Object pointing dataset rows
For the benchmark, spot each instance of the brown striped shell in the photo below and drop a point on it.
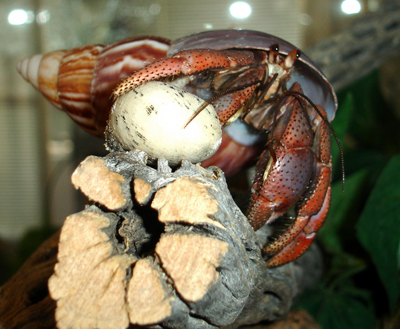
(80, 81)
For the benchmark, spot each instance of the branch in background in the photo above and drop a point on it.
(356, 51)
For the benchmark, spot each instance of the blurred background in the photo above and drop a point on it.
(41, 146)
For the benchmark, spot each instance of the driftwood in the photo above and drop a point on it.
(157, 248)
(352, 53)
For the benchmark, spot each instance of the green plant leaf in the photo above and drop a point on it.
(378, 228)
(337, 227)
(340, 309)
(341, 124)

Goal:
Rewrite all of the material above, replacing "drop a point" with "place a point" and keeping everything else the same. Leave the pictures out.

Full output:
For the benchmark, spot each instance of the brown striped shell in the photo below and place a point on it.
(80, 81)
For the benchmark, spot each instance of the branch in background in the photo above and place a point on it.
(356, 51)
For the benchmark, spot each instance of the blurred background in the photo above and place a point on it.
(41, 146)
For the benchmark, spot each instance of the driftwood in the photo above and place a point on it.
(157, 248)
(352, 53)
For the benchmark, spot each instance of the green plant leaf in the photo above and place a point on it.
(378, 228)
(337, 227)
(340, 309)
(341, 124)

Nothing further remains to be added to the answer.